• [Objective] Copy the part of the listing that opens with the line containing "You are given a visual scene. Your task: identify every cooked" and closes with the line containing "left=0, top=132, right=216, bottom=486", substituting "snug" for "tight" and leaving everything else unchanged.

________________

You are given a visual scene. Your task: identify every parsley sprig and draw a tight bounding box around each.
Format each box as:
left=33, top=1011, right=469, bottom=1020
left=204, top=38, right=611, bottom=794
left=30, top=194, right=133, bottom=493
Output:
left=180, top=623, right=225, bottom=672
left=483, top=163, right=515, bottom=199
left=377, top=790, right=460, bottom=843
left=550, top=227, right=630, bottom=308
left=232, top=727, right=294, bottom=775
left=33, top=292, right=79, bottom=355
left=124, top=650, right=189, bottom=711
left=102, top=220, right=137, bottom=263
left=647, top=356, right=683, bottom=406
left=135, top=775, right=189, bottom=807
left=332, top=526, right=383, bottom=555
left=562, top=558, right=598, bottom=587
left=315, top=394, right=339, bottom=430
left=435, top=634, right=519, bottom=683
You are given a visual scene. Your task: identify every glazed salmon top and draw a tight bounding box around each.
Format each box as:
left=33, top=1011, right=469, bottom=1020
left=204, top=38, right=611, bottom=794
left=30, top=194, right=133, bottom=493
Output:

________________

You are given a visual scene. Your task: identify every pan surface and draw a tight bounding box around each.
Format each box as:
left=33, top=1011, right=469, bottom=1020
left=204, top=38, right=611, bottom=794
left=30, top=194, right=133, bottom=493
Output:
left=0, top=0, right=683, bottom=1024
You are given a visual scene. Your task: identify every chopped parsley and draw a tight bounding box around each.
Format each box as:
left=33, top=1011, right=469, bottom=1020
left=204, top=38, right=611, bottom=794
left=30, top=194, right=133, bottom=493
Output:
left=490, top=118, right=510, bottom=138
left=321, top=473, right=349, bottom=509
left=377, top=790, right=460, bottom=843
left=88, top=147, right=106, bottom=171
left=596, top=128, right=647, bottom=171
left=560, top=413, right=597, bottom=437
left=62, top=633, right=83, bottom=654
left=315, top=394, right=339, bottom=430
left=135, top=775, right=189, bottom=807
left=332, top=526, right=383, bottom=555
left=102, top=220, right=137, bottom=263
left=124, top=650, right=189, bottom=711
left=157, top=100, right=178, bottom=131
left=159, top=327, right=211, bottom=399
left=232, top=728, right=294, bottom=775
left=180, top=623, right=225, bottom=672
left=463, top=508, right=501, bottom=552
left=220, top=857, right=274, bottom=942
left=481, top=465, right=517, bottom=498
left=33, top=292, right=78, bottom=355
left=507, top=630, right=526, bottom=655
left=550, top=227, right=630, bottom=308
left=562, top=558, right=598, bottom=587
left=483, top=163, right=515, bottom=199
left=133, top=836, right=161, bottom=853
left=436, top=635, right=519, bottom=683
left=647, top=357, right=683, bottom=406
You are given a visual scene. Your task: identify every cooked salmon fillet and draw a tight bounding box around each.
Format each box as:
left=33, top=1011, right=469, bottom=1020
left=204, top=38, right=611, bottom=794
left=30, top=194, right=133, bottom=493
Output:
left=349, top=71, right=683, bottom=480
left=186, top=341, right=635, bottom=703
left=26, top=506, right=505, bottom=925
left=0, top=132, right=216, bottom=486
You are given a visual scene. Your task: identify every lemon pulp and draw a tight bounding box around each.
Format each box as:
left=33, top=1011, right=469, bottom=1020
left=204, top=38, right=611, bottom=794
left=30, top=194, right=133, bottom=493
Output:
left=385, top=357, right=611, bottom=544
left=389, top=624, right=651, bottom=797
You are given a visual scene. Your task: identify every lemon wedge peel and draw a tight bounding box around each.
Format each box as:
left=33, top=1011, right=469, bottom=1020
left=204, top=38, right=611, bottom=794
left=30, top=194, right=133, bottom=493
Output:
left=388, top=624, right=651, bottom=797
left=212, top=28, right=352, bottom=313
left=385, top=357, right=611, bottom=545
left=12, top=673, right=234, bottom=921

________________

• [Solution for this exercise]
You are given a visual scene. Your task: identify every cooked salmon fillet and draw a snug bounding box around each.
Format each box as:
left=33, top=1011, right=469, bottom=1020
left=204, top=38, right=611, bottom=794
left=30, top=194, right=133, bottom=493
Output:
left=349, top=71, right=683, bottom=480
left=186, top=341, right=635, bottom=703
left=26, top=506, right=505, bottom=925
left=0, top=132, right=216, bottom=486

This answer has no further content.